Ieri alla Malpensa sono arrivati medici e infermieri cubani. Sono 53 e andranno subito in corsia a Crema. Sempre ieri, all’aeroporto di Pratica di Mare, in Lazio è arrivato un aereo cargo carico di materiale e personale sanitario – provenienza: in questo caso, Russia. E sempre dal paese di Putin stiamo aspettando altri 9 cargo così. I cinesi, poi, è ormai da tempo che ci stanno dando un mano con consigli, uomini, cose.
E in campo ci sono da giorni anche le organizzazioni non governative. Dal 9 marzo, Medici senza frontiere, con ben 25 operatori, è all’ospedale di Codogno. Emergency, a Milano, consegna pasti, farmaci e beni di prima necessità a chi è in quarantena; ma non solo, gli uomini e le donne di Gino Strada sono al lavoro anche Brescia e presto lo saranno anche nell’ospedale che ospiterà solo pazienti Covid a Bergamo. Una ong americana, Samaritan’s purse, ha aperto un ospedale da campo a Cremona. Un’altra no-profit americana che si chiama Hope ha donato ventilatori polmonari alla Lombardia. Ancora deve arrivare il colpo, durissimo, della chiusura di fabbriche, uffici e negozi. Ma all’emporio solidale di Garbagnate, gestito dalla Caritas, gli accessi sono aumentati, da fine febbraio dell 30%.
Quelli che hanno bisogno di aiuto siamo noi, questa volta.
Come siamo finiti così? Com’è possibile che un paese come il nostro, uno dei più ricchi al mondo, stia patendo così tanto; molto di più di Hong Kong, Taiwan, Corea del Sud che il virus l’hanno praticamente già messo alle spalle? Com’è che nella sola Lombardia, ci sono state più vittime che in tutta la Cina che fa oltre un miliardo di abitanti? E di nuovo e a proposito dei medici e personale sanitario di cui parlavo all’inizio: com’è possibile che in Italia si siano infettati, in un mese, più operatori che in tutta la Repubblica popolare cinese che ha combattuto il coronavirus per mesi?
Sono passate quattro settimane e invece di avere uno stato che distribuisce mascherine ai cittadini, ci sono aziende e privati che donano mascherine e altri dispositivi di protezione allo stato. Ma vi pare normale?

★ ★ ★ ★

Elenco dei compiti:
(a) Restituisci senza modifiche la parte del testo di riferimento che parte da "E in campo ci" e arriva fino a "noi, questa volta.".
(b) Nel testo di riferimento, in quale città la ong americana Samaritan's purse ha aperto un ospedale da campo?

Estratti da un dataset:

★ ★ ★ ★

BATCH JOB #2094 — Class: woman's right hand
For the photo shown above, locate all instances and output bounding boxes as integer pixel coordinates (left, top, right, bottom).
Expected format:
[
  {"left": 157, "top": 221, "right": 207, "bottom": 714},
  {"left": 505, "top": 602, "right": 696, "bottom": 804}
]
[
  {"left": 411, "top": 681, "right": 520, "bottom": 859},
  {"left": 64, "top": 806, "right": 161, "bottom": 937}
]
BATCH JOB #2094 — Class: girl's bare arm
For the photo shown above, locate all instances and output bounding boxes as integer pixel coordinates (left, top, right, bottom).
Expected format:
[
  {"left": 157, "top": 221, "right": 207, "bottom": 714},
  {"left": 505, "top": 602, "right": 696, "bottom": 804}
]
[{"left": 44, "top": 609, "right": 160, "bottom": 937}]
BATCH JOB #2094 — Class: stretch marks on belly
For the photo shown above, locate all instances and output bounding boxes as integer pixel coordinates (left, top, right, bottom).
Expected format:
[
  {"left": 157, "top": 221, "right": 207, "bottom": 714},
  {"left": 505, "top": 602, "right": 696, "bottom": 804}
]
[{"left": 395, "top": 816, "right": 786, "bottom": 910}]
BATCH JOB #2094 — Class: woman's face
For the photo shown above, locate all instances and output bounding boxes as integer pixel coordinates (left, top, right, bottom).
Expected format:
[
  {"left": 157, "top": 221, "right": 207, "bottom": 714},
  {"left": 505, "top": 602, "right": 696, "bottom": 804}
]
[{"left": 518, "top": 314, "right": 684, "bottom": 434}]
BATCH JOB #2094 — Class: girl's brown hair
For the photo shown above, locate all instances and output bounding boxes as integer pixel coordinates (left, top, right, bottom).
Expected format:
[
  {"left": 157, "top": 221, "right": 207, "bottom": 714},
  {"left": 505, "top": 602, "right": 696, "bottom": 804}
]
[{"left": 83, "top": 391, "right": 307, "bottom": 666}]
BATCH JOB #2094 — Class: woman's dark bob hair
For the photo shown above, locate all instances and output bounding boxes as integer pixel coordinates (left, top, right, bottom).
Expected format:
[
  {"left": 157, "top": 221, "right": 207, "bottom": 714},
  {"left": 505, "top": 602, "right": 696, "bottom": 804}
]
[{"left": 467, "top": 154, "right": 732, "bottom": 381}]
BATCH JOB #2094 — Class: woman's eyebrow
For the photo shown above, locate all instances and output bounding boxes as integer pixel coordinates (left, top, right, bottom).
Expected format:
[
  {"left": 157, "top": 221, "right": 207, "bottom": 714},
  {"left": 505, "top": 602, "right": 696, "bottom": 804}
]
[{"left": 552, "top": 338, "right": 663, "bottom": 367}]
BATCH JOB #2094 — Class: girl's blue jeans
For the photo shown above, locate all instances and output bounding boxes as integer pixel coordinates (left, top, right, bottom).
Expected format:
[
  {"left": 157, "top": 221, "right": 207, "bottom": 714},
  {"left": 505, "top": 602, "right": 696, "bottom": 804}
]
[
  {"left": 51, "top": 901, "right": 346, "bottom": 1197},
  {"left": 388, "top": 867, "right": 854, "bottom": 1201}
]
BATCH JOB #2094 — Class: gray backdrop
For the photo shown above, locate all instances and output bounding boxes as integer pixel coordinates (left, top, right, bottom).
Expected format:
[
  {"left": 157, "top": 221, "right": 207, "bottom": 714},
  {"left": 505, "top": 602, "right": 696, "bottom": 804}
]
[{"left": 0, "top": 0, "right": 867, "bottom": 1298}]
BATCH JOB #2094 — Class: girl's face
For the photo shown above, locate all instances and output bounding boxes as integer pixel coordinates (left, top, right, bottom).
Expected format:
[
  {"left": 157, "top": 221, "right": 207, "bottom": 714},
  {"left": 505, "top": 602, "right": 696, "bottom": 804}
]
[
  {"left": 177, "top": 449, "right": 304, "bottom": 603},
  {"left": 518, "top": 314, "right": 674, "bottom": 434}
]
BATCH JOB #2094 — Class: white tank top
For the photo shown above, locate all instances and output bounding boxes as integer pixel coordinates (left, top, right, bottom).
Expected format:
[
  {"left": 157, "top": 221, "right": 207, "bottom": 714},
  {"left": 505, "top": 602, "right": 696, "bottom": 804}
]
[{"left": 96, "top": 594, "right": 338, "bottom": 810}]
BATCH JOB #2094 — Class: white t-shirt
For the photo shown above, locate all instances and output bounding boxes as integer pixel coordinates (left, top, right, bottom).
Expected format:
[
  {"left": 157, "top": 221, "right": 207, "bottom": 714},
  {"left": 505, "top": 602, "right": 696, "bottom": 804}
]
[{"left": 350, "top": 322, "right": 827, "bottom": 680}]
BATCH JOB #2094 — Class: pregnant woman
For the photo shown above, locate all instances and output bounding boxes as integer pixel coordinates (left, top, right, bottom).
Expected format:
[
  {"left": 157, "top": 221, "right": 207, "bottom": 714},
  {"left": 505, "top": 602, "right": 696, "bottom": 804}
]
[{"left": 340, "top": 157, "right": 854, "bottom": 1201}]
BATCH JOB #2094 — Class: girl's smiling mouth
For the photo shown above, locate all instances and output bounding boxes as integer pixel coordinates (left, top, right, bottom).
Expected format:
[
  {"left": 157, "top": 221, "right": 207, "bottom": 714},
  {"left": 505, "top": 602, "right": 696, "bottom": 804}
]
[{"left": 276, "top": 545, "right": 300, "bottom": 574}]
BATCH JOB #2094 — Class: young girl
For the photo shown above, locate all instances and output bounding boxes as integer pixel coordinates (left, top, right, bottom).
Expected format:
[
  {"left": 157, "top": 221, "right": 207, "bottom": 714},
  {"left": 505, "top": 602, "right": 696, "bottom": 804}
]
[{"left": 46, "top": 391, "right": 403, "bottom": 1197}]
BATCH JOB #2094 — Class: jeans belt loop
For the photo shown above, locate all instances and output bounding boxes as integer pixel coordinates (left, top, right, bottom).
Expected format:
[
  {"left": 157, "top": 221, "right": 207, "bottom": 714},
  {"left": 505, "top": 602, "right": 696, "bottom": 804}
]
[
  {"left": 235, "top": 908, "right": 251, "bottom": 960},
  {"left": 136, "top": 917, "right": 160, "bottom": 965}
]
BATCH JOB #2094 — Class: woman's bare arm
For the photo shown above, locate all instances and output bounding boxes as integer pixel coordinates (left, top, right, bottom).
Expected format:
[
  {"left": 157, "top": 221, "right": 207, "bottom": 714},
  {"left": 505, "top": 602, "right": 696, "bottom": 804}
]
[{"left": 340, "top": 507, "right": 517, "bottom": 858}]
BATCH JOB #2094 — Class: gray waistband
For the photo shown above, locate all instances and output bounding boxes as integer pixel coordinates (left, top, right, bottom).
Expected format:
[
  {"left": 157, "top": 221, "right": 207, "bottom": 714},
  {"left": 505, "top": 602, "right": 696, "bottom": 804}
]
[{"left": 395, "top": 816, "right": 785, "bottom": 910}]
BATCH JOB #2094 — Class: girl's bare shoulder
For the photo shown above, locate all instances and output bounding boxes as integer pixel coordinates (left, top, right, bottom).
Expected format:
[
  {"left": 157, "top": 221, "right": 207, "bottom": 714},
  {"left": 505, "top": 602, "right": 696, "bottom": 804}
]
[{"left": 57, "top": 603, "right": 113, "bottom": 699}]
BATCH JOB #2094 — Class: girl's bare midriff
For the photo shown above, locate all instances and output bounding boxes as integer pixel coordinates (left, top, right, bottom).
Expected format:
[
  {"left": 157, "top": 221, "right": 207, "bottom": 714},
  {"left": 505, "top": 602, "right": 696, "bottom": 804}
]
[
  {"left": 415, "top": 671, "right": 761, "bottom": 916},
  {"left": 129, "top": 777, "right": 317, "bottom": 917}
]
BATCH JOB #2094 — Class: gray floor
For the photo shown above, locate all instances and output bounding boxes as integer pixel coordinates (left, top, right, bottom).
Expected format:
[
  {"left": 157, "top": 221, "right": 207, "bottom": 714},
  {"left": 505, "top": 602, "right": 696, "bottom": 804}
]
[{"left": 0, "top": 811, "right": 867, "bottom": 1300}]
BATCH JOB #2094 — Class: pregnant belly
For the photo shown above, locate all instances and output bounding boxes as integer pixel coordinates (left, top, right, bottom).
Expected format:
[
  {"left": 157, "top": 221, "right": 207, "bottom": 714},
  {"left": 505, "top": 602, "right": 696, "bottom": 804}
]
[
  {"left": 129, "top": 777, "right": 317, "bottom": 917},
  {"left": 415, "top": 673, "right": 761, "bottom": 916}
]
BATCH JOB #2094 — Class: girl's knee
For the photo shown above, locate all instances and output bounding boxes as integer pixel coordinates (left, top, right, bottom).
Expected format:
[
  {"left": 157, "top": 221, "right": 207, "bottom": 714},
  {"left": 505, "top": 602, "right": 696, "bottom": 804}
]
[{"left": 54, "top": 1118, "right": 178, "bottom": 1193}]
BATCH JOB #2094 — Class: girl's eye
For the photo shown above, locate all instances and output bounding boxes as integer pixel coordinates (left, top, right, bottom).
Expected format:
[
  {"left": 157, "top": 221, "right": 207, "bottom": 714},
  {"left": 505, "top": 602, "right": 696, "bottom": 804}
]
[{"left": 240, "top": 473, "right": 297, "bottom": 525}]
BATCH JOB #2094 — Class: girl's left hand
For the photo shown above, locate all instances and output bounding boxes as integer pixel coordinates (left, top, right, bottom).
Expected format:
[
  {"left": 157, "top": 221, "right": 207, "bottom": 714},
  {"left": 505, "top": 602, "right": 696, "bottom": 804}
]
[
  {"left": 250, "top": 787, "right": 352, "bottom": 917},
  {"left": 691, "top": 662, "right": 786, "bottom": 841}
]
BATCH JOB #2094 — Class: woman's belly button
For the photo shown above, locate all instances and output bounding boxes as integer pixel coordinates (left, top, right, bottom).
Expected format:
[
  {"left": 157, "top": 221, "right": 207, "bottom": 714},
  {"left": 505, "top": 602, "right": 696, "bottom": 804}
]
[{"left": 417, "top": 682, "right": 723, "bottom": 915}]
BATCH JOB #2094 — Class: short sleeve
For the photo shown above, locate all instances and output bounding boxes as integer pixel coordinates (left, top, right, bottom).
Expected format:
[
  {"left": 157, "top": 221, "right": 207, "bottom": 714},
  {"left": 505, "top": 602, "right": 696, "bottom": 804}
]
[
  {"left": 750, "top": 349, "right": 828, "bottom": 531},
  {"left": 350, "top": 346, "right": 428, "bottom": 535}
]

★ ★ ★ ★

Esercizi svolti:
(a)
E in campo ci sono da giorni anche le organizzazioni non governative. Dal 9 marzo, Medici senza frontiere, con ben 25 operatori, è all’ospedale di Codogno. Emergency, a Milano, consegna pasti, farmaci e beni di prima necessità a chi è in quarantena; ma non solo, gli uomini e le donne di Gino Strada sono al lavoro anche Brescia e presto lo saranno anche nell’ospedale che ospiterà solo pazienti Covid a Bergamo. Una ong americana, Samaritan’s purse, ha aperto un ospedale da campo a Cremona. Un’altra no-profit americana che si chiama Hope ha donato ventilatori polmonari alla Lombardia. Ancora deve arrivare il colpo, durissimo, della chiusura di fabbriche, uffici e negozi. Ma all’emporio solidale di Garbagnate, gestito dalla Caritas, gli accessi sono aumentati, da fine febbraio dell 30%.
Quelli che hanno bisogno di aiuto siamo noi, questa volta.

(b) A Cremona.